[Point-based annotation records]

/---

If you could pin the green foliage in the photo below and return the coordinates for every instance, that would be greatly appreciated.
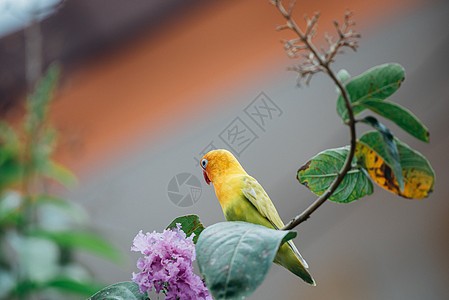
(389, 162)
(39, 233)
(419, 177)
(83, 240)
(189, 224)
(120, 291)
(377, 83)
(319, 172)
(399, 115)
(234, 257)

\---

WHAT YOU SHOULD DO:
Copy the records above word for word, including every coordinate pair, and leave out the pictures.

ANSWER BELOW:
If you could pin the green foliage in the photo below and return the coordinates for every instance, that would be greatly appreciated.
(389, 162)
(39, 233)
(419, 177)
(83, 240)
(189, 224)
(120, 291)
(377, 83)
(319, 172)
(399, 115)
(234, 257)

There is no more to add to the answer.